● **SHORT EXERCISE**
Reproduce the records verbatim, beginning with their first line and ending after the line that contains "175], [415, 192]]".

Collection entries:
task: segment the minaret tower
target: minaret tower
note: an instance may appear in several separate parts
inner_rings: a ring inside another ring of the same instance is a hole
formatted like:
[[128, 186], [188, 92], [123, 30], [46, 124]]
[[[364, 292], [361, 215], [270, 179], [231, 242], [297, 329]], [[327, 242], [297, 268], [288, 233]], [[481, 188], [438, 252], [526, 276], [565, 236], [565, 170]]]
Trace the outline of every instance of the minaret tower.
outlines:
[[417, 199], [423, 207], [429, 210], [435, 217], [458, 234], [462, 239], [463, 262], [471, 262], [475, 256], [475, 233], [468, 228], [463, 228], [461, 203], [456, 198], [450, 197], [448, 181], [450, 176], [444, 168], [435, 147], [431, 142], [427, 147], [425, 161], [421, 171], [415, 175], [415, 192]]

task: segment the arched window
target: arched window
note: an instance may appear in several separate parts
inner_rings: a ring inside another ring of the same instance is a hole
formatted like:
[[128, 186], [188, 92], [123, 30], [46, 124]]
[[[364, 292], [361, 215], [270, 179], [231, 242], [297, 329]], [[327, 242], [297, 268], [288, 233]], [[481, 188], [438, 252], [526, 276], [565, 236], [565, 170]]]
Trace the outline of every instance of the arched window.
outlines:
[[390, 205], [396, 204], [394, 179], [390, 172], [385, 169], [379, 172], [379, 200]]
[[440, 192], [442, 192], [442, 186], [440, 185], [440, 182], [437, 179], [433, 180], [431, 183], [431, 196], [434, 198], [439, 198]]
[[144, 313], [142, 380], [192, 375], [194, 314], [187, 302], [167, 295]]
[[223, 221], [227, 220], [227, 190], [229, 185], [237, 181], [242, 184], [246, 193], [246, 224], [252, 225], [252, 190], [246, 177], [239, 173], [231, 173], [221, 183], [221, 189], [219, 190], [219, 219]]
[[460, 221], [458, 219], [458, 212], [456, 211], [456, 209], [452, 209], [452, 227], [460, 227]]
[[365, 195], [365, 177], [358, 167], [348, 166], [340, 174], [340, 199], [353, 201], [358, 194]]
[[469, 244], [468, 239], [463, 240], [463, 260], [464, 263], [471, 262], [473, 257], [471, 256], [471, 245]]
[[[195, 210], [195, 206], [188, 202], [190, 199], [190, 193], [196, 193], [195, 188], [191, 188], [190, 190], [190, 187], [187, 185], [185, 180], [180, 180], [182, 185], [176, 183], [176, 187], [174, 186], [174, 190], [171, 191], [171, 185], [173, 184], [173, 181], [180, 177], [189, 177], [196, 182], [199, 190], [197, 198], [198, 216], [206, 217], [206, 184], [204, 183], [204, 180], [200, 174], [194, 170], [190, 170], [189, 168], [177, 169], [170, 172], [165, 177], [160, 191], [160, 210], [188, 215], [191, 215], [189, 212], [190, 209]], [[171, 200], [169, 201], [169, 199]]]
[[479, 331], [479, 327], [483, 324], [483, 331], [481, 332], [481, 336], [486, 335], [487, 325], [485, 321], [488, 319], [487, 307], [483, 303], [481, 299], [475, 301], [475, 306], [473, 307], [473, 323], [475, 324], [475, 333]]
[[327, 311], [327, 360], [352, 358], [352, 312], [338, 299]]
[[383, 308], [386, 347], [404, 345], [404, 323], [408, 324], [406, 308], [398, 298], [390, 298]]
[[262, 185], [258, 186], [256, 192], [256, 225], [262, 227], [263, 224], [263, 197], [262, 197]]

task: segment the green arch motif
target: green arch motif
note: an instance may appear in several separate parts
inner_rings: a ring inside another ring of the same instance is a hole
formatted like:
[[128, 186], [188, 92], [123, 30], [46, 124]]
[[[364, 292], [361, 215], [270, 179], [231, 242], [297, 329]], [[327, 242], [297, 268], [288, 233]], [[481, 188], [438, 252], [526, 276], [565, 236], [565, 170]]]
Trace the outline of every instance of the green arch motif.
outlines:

● **COMPLETE OUTPUT**
task: segment the minaret tower
target: minaret tower
note: an instance may appear in several separate parts
inner_rings: a ring inside another ring of the same instance is a hole
formatted like:
[[128, 186], [188, 92], [123, 30], [46, 124]]
[[[364, 292], [361, 215], [270, 179], [231, 242], [297, 329]], [[327, 242], [297, 268], [288, 233]], [[481, 188], [438, 252], [526, 276], [565, 236], [565, 170]]]
Trace the outline of every instance of the minaret tower.
outlines:
[[417, 199], [423, 207], [429, 210], [435, 217], [458, 234], [462, 239], [463, 262], [471, 262], [475, 256], [475, 233], [468, 228], [463, 228], [461, 203], [456, 198], [450, 197], [448, 181], [450, 176], [444, 168], [435, 147], [431, 142], [427, 147], [425, 161], [421, 171], [415, 175], [415, 192]]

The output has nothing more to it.